▸ **TRY IT**
Retype all of the data that follows, line for line.

Stored items
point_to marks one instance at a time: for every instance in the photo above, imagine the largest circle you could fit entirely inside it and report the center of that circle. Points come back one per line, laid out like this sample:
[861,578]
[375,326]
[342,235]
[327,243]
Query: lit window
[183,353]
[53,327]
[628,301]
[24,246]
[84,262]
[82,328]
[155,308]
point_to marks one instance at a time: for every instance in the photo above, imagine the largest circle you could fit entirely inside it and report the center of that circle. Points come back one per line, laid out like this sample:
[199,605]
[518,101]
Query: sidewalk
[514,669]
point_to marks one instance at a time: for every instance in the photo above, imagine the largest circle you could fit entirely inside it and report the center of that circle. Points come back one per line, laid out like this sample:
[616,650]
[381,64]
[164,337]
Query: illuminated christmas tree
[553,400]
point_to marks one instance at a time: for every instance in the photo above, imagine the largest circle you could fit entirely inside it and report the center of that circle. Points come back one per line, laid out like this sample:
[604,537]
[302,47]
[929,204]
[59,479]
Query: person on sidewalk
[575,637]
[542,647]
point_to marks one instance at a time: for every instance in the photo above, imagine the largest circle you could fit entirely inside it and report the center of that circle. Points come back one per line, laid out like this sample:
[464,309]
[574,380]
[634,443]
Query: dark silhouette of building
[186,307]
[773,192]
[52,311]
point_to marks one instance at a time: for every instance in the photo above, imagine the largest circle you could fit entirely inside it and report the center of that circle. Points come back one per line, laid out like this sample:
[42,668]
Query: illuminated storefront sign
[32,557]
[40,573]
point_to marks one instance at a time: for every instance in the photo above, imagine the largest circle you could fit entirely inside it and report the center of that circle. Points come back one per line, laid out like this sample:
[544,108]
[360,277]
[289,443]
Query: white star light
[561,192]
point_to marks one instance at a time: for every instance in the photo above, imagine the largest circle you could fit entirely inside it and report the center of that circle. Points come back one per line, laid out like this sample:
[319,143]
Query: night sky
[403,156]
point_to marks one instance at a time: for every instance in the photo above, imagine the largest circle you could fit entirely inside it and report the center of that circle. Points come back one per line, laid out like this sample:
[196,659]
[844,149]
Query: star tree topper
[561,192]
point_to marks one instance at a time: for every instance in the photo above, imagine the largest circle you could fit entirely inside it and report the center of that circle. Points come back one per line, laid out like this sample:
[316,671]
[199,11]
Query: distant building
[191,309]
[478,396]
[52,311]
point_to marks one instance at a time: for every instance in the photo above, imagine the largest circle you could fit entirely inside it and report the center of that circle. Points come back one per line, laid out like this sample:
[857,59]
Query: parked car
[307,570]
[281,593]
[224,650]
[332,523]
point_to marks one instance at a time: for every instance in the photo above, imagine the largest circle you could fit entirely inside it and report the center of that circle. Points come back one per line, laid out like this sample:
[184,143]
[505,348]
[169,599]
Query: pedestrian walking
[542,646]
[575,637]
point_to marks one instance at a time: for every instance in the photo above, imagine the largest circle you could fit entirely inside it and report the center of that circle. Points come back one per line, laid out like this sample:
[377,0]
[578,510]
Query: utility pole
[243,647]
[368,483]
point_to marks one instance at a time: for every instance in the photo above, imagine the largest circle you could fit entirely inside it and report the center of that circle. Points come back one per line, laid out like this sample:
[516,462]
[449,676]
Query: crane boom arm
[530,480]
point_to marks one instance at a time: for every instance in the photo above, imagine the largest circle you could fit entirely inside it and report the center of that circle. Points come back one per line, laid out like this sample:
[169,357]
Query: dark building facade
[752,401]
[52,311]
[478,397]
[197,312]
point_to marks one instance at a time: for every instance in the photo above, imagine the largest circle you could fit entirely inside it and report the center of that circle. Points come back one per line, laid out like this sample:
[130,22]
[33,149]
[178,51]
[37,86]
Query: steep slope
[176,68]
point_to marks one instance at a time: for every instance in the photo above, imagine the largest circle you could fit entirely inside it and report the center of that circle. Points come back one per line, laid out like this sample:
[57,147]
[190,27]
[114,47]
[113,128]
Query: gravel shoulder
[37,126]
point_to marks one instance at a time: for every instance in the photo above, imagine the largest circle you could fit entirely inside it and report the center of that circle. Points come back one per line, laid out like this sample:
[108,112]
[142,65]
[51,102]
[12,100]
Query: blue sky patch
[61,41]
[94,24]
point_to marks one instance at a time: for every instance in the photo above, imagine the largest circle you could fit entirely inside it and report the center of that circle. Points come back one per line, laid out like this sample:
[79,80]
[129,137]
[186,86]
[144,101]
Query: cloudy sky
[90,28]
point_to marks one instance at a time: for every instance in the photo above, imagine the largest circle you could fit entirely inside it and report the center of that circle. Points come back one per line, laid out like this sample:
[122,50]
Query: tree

▸ **RESPONSE BELOW**
point_to marks one instance at a time: for every instance in the photo above, imagine the largest circle you could fit entirely inside it and report the center of that circle. Points come back one per line, laid out like this sample:
[861,578]
[375,326]
[342,235]
[327,243]
Query: lit window
[183,353]
[53,327]
[628,301]
[24,246]
[84,262]
[82,328]
[155,308]
point_to marks one instance at a time: for every instance in the photo above, imagine the largest circle you could fit entirely inside it and report the center of that circle. Points come back one per line, laid out like this sample:
[199,605]
[518,101]
Query: sidewalk
[514,669]
point_to marks one instance at a time: for every instance in the photo above, imagine the largest circle you could fit entirely inside it and report the center of that circle. Points come back one per line, laid out like this sample:
[616,650]
[381,64]
[164,337]
Query: illuminated christmas tree
[553,400]
point_to marks one instance at a time: for every instance in the photo above, imagine the largest circle you could fit entirely inside it and report the center of that circle. Points come back one per line, laid out like this sample:
[604,537]
[302,47]
[929,204]
[59,479]
Query: person on sidewalk
[575,637]
[542,647]
point_to marks one instance at a time: for every instance in the photo above, imagine the largest circle you could fit entirely inside it and report the center of that circle. Points come back one per line, laid out like this sample:
[464,309]
[574,380]
[634,443]
Query: dark silhouette of building
[186,307]
[773,192]
[52,311]
point_to marks one instance at a time: for every instance in the photo above, imagine the largest circle you could fit entirely inside it and report the center of that circle. Points come back one per line, laid out like this sample:
[42,668]
Query: illuminated storefront sign
[32,557]
[40,573]
point_to marks one instance at a time: for every instance in the photo above, imagine the largest circle you could fit entirely inside it and report the center of that circle. Points come back one per line, laid out like this sample:
[544,108]
[360,277]
[289,443]
Query: white star light
[561,192]
point_to marks one instance at a time: for every instance in the photo above, imagine the largest circle you could fit entirely inside it and report the center of that circle. Points come back one per line, laid out like this sample:
[319,143]
Query: night sky
[403,156]
point_to marks one instance at a time: for every instance in the photo above, imagine the largest circle you could fit entirely inside it and report the center of that circle. Points come back one per line, laid out like this sample:
[196,659]
[844,149]
Query: star tree topper
[561,192]
point_to marks one instance at a time: for every instance in the photo above, imagine the largest circle you could fit entirely inside it and report the center of that circle. Points come back one per line, laid out like this sample:
[316,671]
[199,11]
Query: distant building
[191,309]
[478,396]
[52,311]
point_to marks one instance at a time: for every instance in the photo above, imagine the largest circle you could fit entirely inside it and report the center of that circle. Points come back one per line, laid out like this sample:
[857,59]
Query: parked car
[307,570]
[281,593]
[224,650]
[332,523]
point_to marks one instance at a time: for every instance in the photo above, imagine the largest circle you could fit entirely inside it and report the center of that circle. Points come back one per line, laid out like this sample:
[184,143]
[505,348]
[169,599]
Query: pedestrian walking
[542,646]
[575,637]
point_to marks one instance at a time: for every instance in the photo above, imagine the largest circle you could fit entirely inside it and report the center of that circle. Points come back one per line, laid out like this sample:
[377,0]
[578,510]
Query: utility pole
[243,647]
[368,483]
point_to marks one instance at a time: for every instance in the photo above, imagine the largest circle you could fit entirely inside it and report the center of that circle. Points come back one per line, laid out like this sample:
[516,462]
[449,676]
Query: crane boom arm
[530,480]
point_to marks one instance at a time: for every instance in the photo above, imagine the largest circle you could fit entirely inside it and report the center of that circle. Points come back one per line, laid out like this sample:
[169,357]
Query: dark building facade
[752,401]
[52,311]
[478,397]
[197,312]
point_to marks one instance at a time: for every instance in the photo above, imagine the largest circle you could fit entirely inside it and report the center of that circle. Points come back one per line, laid out like this sample:
[130,22]
[33,149]
[178,51]
[37,86]
Query: steep slope
[176,68]
point_to marks one instance at a time: for every instance in the photo above, imagine the largest circle you could fit entirely inside it and report the center of that circle. Points come back one per line, laid out like this sample:
[57,147]
[190,27]
[114,47]
[113,128]
Query: gravel shoulder
[37,126]
point_to marks one instance at a time: for every instance in the photo above, imagine the largest circle you could fit entirely inside it and report the center of that circle. Points come back one per line, laid out like this sample:
[108,112]
[142,65]
[51,102]
[12,100]
Query: blue sky patch
[61,41]
[94,24]
point_to marks one instance at a time: for every instance in the photo above, imagine the largest circle you could fit entirely inside it and report the center of that circle. Points come back one per line, laid out like this sample:
[79,80]
[129,137]
[186,86]
[144,101]
Query: cloudy sky
[90,28]
point_to marks one instance at a time: for every instance in the photo above, imagine the largest circle you could fit entirely inside it and report the center of that circle. Points come back one per line, laid out like this sample:
[122,50]
Query: tree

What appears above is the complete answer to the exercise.